> [What the task requires]: Reproduce every one of the rows below verbatim, without changing a single character.

*** Data in this exercise

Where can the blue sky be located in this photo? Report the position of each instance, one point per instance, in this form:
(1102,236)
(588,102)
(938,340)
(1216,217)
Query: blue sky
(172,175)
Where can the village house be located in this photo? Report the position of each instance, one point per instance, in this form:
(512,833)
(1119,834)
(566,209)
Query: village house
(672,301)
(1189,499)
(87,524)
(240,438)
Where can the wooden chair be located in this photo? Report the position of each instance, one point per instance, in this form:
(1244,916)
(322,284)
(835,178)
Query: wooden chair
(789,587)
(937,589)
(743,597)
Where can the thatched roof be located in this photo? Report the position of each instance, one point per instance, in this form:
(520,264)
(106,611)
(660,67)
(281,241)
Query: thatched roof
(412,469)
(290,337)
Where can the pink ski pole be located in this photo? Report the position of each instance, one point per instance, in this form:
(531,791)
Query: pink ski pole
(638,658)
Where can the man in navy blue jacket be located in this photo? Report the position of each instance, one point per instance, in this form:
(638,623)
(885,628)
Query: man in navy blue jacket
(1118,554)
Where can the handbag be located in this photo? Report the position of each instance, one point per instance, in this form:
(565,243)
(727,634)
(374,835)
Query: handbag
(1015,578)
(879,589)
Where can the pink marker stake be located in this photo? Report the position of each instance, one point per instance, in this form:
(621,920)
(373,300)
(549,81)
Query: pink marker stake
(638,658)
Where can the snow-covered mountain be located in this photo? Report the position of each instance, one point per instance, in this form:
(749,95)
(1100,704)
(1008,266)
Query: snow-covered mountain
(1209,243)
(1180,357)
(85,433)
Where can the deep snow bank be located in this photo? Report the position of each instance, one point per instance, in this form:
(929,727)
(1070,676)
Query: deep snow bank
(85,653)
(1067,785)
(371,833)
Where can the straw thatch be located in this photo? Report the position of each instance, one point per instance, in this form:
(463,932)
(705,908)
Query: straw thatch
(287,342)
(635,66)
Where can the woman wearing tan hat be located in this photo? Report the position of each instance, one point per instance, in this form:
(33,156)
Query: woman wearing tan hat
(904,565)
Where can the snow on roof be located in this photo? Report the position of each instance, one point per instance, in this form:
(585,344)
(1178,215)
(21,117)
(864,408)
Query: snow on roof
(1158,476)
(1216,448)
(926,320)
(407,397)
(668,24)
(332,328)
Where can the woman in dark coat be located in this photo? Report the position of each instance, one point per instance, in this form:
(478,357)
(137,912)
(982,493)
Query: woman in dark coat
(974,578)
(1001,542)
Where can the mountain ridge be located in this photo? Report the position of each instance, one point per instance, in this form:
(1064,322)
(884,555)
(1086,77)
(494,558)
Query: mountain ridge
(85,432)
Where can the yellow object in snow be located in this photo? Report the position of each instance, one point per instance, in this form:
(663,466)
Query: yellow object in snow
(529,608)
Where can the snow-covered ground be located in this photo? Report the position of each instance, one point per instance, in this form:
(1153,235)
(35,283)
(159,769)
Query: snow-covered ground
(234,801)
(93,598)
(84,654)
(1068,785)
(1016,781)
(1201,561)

******

> [Solution to the problem]:
Where can the blue sky be located in this photo? Report the position of each instance, one point per instance, in this form:
(1102,236)
(588,102)
(938,340)
(1216,217)
Query: blue sky
(172,175)
Where can the village house be located in this photo? Report the position of each instance, one point per instance, in this form:
(512,833)
(1119,834)
(566,209)
Query: village house
(672,301)
(1189,499)
(87,524)
(240,438)
Where can the wooden chair be located in this photo? Report the position of each instance, one point per instance, in this form:
(1244,916)
(322,284)
(835,178)
Query: wooden chair
(789,587)
(937,589)
(743,597)
Where can the thatched roof be located in this photo? Report the position of each instance, one point per instance, in this form:
(520,264)
(106,611)
(660,67)
(281,241)
Query: thatched roof
(412,469)
(290,337)
Where can the pink ski pole be located in this photo? Report the position of each instance, one point per instance, in this form:
(531,791)
Query: pink ski pole
(638,658)
Where can the man in navy blue jacket be located in this photo? Report the position of each instance, one point per instance, in this form:
(638,623)
(885,628)
Query: man in navy blue jacket
(1118,554)
Where can the handbag be located in this photo? Report the position of each instance, one point per instance, in this form:
(565,243)
(727,634)
(374,835)
Query: handbag
(1015,578)
(879,589)
Where can the pink marker stake be located in this photo? Report the position of each instance, one point per instance, in this form:
(621,920)
(373,300)
(549,81)
Query: pink marker stake
(638,658)
Where can the snow-covered mountain be located in this photo? Report the position of each instance, one point per instance, in this form:
(749,95)
(1100,704)
(1008,266)
Query: snow-covered mountain
(1209,243)
(1180,357)
(85,433)
Where can the deep snow bank be located in this photo? Report the position of each instance, one point per instance, in this form:
(929,727)
(1070,676)
Query: deep snow bank
(85,653)
(1067,785)
(371,833)
Where can the straw thatch be located in this photo? Report the position of each instance, one point per instance, in this form:
(463,932)
(705,908)
Query: straw thatch
(287,342)
(635,66)
Where can the woman wearing tan hat be located in this photo? Report the position of each instance, one point per instance, in this form:
(33,156)
Query: woman wearing tan hat
(904,565)
Where can the snow on roof be located in this photo? Report the position of each instance, one point per instance, in this form:
(585,344)
(1178,215)
(21,117)
(864,408)
Query: snow on roof
(1158,476)
(1216,448)
(926,320)
(407,397)
(668,24)
(332,328)
Where can the woman in dark coat be located in this photo? Report the position of each instance, one point per instance, in this form:
(478,357)
(137,912)
(982,493)
Query: woman in dark coat
(974,578)
(1001,542)
Where can the mountain ridge be located in this photo? Report the position of each instance, one point per instance, in this form:
(1064,322)
(884,555)
(1086,77)
(494,558)
Query: mountain ridge
(85,432)
Where can the yellow object in snow be located in this photo? Report the position of each instance, one point per instance, in this form:
(663,466)
Query: yellow object in snow
(529,608)
Where can the snow-covered ground be located in this photo? Report the position of each instance, one point per instance, in this form:
(1153,235)
(35,283)
(159,769)
Query: snow-covered ground
(234,801)
(93,598)
(84,654)
(1068,785)
(1016,781)
(1201,561)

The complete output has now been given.